>> Begin Extracted records
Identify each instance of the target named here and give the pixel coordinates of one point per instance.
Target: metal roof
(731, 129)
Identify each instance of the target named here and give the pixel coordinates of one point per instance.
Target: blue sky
>> End Extracted records
>> Begin Extracted records
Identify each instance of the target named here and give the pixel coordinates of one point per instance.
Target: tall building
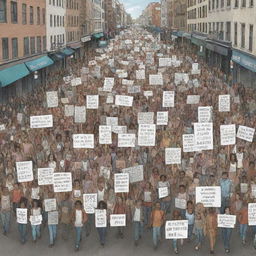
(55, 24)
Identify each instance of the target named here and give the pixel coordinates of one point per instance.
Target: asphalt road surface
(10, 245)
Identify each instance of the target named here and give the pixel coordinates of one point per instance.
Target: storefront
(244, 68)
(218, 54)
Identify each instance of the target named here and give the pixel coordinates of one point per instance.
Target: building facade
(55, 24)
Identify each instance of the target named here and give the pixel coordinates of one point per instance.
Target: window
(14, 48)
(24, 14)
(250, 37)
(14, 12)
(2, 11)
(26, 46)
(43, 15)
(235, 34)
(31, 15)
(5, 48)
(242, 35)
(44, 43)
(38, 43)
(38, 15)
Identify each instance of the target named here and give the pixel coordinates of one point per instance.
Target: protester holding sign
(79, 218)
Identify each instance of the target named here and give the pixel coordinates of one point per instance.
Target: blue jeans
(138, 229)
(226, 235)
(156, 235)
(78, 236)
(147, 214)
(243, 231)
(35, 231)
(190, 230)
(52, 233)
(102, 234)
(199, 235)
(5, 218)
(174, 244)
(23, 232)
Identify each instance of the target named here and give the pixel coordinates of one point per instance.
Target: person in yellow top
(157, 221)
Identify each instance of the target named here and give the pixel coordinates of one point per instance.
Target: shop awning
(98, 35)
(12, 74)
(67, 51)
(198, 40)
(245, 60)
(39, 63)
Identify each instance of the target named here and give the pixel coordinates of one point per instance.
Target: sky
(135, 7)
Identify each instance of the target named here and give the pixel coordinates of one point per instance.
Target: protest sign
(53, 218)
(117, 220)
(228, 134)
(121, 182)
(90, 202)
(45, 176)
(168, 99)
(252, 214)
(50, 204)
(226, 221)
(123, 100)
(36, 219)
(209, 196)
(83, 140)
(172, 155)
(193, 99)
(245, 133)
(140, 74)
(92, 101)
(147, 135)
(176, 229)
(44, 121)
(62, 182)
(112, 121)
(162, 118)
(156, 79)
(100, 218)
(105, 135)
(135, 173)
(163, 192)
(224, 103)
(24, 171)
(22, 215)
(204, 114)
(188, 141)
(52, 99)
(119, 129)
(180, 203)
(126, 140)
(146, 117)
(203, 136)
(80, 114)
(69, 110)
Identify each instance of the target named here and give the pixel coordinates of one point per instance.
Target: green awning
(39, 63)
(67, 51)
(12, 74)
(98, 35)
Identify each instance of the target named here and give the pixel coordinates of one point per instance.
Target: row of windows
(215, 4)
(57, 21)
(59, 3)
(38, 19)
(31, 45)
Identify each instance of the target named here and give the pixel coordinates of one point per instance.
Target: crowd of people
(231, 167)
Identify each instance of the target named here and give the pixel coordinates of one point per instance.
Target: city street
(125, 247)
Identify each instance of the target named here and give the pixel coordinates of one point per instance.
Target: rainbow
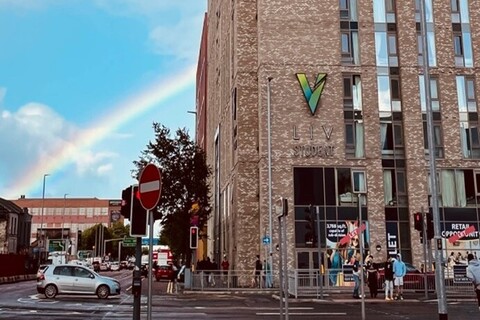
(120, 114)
>> End Extracted records
*Problem to solve*
Pick out each line of the items above that contains the word "sign" and copy those lines.

*Reply to the exercise*
Target: protester holding sign
Target: protest sign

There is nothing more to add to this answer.